WHAT YOU SHOULD DO: Below are some records; repeat them all exactly, minus the pictures.

[Saved data entries]
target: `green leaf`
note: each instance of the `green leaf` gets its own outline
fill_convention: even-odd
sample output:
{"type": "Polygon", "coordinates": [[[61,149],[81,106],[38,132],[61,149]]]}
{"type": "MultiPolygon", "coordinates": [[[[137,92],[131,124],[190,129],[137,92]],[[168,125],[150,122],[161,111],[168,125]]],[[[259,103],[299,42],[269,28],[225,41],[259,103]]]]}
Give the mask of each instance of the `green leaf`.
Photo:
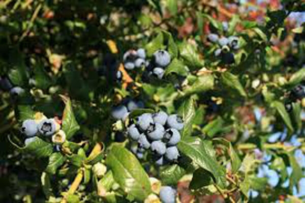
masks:
{"type": "Polygon", "coordinates": [[[46,171],[52,175],[56,173],[56,170],[65,162],[66,158],[59,152],[54,152],[49,158],[49,163],[46,171]]]}
{"type": "Polygon", "coordinates": [[[160,179],[164,185],[174,185],[186,174],[186,170],[177,164],[163,169],[160,172],[160,179]]]}
{"type": "Polygon", "coordinates": [[[178,148],[196,164],[211,172],[220,187],[225,187],[225,169],[217,162],[215,154],[213,156],[215,151],[211,145],[198,137],[188,137],[180,141],[178,148]]]}
{"type": "Polygon", "coordinates": [[[42,190],[43,190],[43,192],[46,199],[49,199],[49,197],[50,196],[54,196],[52,192],[52,186],[51,185],[51,182],[50,182],[49,175],[45,172],[43,172],[42,173],[41,173],[40,180],[41,181],[42,190]]]}
{"type": "Polygon", "coordinates": [[[217,21],[215,18],[208,14],[203,14],[202,16],[207,18],[211,23],[212,25],[213,25],[215,28],[217,28],[217,30],[222,31],[222,25],[221,23],[217,21]]]}
{"type": "Polygon", "coordinates": [[[19,105],[18,106],[18,117],[20,122],[27,119],[34,119],[35,112],[30,106],[19,105]]]}
{"type": "Polygon", "coordinates": [[[192,125],[195,118],[195,101],[193,97],[186,98],[178,109],[178,114],[182,117],[184,127],[181,132],[181,137],[188,137],[192,134],[192,125]]]}
{"type": "Polygon", "coordinates": [[[299,84],[304,79],[305,79],[305,68],[301,68],[291,76],[287,84],[293,88],[299,84]]]}
{"type": "Polygon", "coordinates": [[[267,43],[268,42],[268,38],[264,32],[258,27],[254,27],[252,28],[256,34],[261,38],[264,42],[267,43]]]}
{"type": "Polygon", "coordinates": [[[53,152],[53,146],[38,137],[24,148],[24,150],[37,158],[49,157],[53,152]]]}
{"type": "Polygon", "coordinates": [[[210,185],[212,181],[212,175],[202,168],[196,170],[190,183],[190,189],[197,190],[210,185]]]}
{"type": "Polygon", "coordinates": [[[179,46],[181,57],[184,60],[185,64],[191,70],[196,70],[203,66],[203,62],[199,58],[195,47],[186,42],[179,46]]]}
{"type": "Polygon", "coordinates": [[[135,156],[126,149],[114,145],[106,160],[114,180],[129,194],[143,200],[151,192],[148,176],[135,156]]]}
{"type": "Polygon", "coordinates": [[[247,94],[239,82],[238,77],[229,72],[225,72],[221,75],[222,82],[231,88],[237,90],[240,95],[246,97],[247,94]]]}
{"type": "Polygon", "coordinates": [[[174,59],[171,63],[166,67],[165,75],[167,75],[170,73],[176,73],[178,75],[186,76],[188,71],[186,66],[182,62],[176,58],[174,59]]]}
{"type": "Polygon", "coordinates": [[[84,184],[86,184],[90,181],[91,178],[91,170],[84,168],[84,184]]]}
{"type": "Polygon", "coordinates": [[[292,103],[292,113],[293,114],[293,121],[296,126],[297,130],[301,130],[302,128],[302,120],[301,119],[301,104],[299,103],[292,103]]]}
{"type": "Polygon", "coordinates": [[[274,101],[271,104],[271,106],[276,108],[283,119],[285,124],[287,126],[288,129],[290,131],[293,132],[293,127],[292,127],[292,124],[291,123],[289,114],[286,111],[284,104],[280,101],[274,101]]]}
{"type": "Polygon", "coordinates": [[[152,56],[156,51],[164,48],[163,40],[163,34],[160,32],[155,38],[146,44],[145,48],[148,56],[152,56]]]}
{"type": "Polygon", "coordinates": [[[211,121],[206,125],[202,129],[202,131],[210,137],[213,137],[215,135],[223,130],[225,122],[220,117],[211,121]]]}
{"type": "Polygon", "coordinates": [[[60,95],[66,104],[63,114],[63,130],[66,133],[67,139],[71,138],[77,131],[80,127],[75,119],[71,101],[68,97],[60,95]]]}
{"type": "Polygon", "coordinates": [[[176,0],[166,0],[166,6],[171,14],[174,16],[178,11],[178,5],[176,0]]]}
{"type": "Polygon", "coordinates": [[[213,141],[217,141],[226,147],[228,150],[228,154],[229,155],[231,160],[232,172],[233,173],[236,173],[241,165],[241,161],[239,159],[239,157],[238,157],[238,155],[232,146],[231,142],[223,138],[217,138],[214,139],[213,141]]]}
{"type": "Polygon", "coordinates": [[[11,69],[8,75],[10,80],[15,85],[23,86],[27,84],[26,71],[23,66],[20,65],[11,69]]]}
{"type": "Polygon", "coordinates": [[[186,86],[184,90],[186,95],[201,93],[213,89],[214,76],[211,74],[205,74],[196,78],[192,85],[186,86]]]}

OUTPUT FOR THIS EXERCISE:
target: `green leaf`
note: each instance of the `green leaf` gets its own outline
fill_convention: even-odd
sample output:
{"type": "Polygon", "coordinates": [[[61,149],[81,106],[38,132],[61,149]]]}
{"type": "MultiPolygon", "coordinates": [[[[137,92],[131,124],[190,129],[137,92]],[[168,125],[150,122],[161,111],[168,125]]],[[[259,103],[299,42],[269,28],[225,41],[259,103]]]]}
Give the mask of each instance of the `green leaf`.
Photo:
masks:
{"type": "Polygon", "coordinates": [[[46,171],[52,175],[56,173],[56,170],[65,162],[66,158],[59,152],[54,152],[49,158],[49,163],[46,171]]]}
{"type": "Polygon", "coordinates": [[[160,179],[164,185],[174,185],[186,174],[186,170],[177,164],[163,169],[160,172],[160,179]]]}
{"type": "Polygon", "coordinates": [[[178,148],[196,164],[211,172],[220,187],[225,187],[225,169],[217,162],[215,154],[213,156],[215,151],[211,145],[198,137],[188,137],[180,141],[178,148]]]}
{"type": "Polygon", "coordinates": [[[42,190],[43,190],[43,192],[46,199],[49,199],[49,197],[50,196],[54,196],[52,192],[52,186],[51,185],[51,182],[50,182],[49,175],[45,172],[43,172],[42,173],[41,173],[40,180],[41,181],[42,190]]]}
{"type": "Polygon", "coordinates": [[[217,21],[215,18],[208,14],[203,14],[202,16],[207,18],[211,23],[212,25],[213,25],[215,28],[217,28],[217,30],[222,31],[222,25],[221,23],[217,21]]]}
{"type": "Polygon", "coordinates": [[[19,105],[18,106],[18,117],[20,122],[27,119],[34,119],[35,112],[30,106],[19,105]]]}
{"type": "Polygon", "coordinates": [[[192,125],[195,118],[195,101],[193,97],[186,98],[178,109],[178,114],[182,117],[184,127],[181,132],[181,137],[188,137],[192,134],[192,125]]]}
{"type": "Polygon", "coordinates": [[[299,84],[304,79],[305,79],[305,68],[301,68],[291,76],[287,84],[293,88],[299,84]]]}
{"type": "Polygon", "coordinates": [[[267,43],[268,42],[268,38],[264,32],[258,27],[254,27],[252,28],[256,34],[261,38],[264,42],[267,43]]]}
{"type": "Polygon", "coordinates": [[[53,152],[53,146],[38,137],[24,148],[24,150],[37,158],[49,157],[53,152]]]}
{"type": "Polygon", "coordinates": [[[210,185],[212,181],[212,175],[202,168],[196,170],[190,183],[190,189],[197,190],[210,185]]]}
{"type": "Polygon", "coordinates": [[[179,46],[181,57],[184,60],[185,64],[191,70],[196,70],[203,66],[203,62],[199,58],[195,47],[186,42],[179,46]]]}
{"type": "Polygon", "coordinates": [[[135,156],[126,149],[114,145],[106,160],[114,180],[129,194],[143,200],[151,192],[148,176],[135,156]]]}
{"type": "Polygon", "coordinates": [[[247,94],[239,82],[238,77],[229,72],[225,72],[221,75],[222,82],[231,88],[237,90],[240,95],[246,97],[247,94]]]}
{"type": "Polygon", "coordinates": [[[174,59],[171,63],[166,67],[165,75],[167,75],[170,73],[176,73],[178,75],[186,76],[188,71],[186,66],[182,62],[176,58],[174,59]]]}
{"type": "Polygon", "coordinates": [[[84,184],[86,184],[90,181],[91,178],[91,170],[84,168],[84,184]]]}
{"type": "Polygon", "coordinates": [[[292,103],[292,113],[293,114],[293,121],[296,126],[297,130],[301,130],[302,128],[302,120],[301,119],[301,104],[299,103],[292,103]]]}
{"type": "Polygon", "coordinates": [[[274,101],[271,104],[271,106],[276,108],[283,119],[285,124],[287,126],[288,129],[290,131],[293,132],[293,127],[292,127],[292,124],[291,123],[289,114],[286,111],[284,104],[280,101],[274,101]]]}
{"type": "Polygon", "coordinates": [[[152,56],[156,51],[164,48],[163,40],[163,34],[160,32],[155,38],[146,44],[145,48],[148,56],[152,56]]]}
{"type": "Polygon", "coordinates": [[[211,121],[206,125],[202,129],[202,131],[210,137],[213,137],[215,135],[223,130],[225,122],[220,117],[211,121]]]}
{"type": "Polygon", "coordinates": [[[60,95],[66,104],[63,114],[63,130],[66,133],[67,139],[71,138],[77,131],[80,127],[75,119],[71,101],[68,97],[60,95]]]}
{"type": "Polygon", "coordinates": [[[176,0],[166,0],[166,6],[171,14],[174,16],[178,11],[178,5],[176,0]]]}
{"type": "Polygon", "coordinates": [[[213,141],[217,141],[226,147],[228,150],[228,154],[229,155],[231,160],[232,172],[233,173],[236,173],[241,165],[241,161],[239,159],[239,157],[238,157],[238,155],[232,146],[231,142],[223,138],[217,138],[214,139],[213,141]]]}
{"type": "Polygon", "coordinates": [[[11,69],[8,75],[10,80],[15,85],[23,86],[27,84],[26,71],[23,66],[20,65],[11,69]]]}
{"type": "Polygon", "coordinates": [[[186,86],[184,90],[186,95],[201,93],[213,89],[214,76],[211,74],[205,74],[196,78],[192,85],[186,86]]]}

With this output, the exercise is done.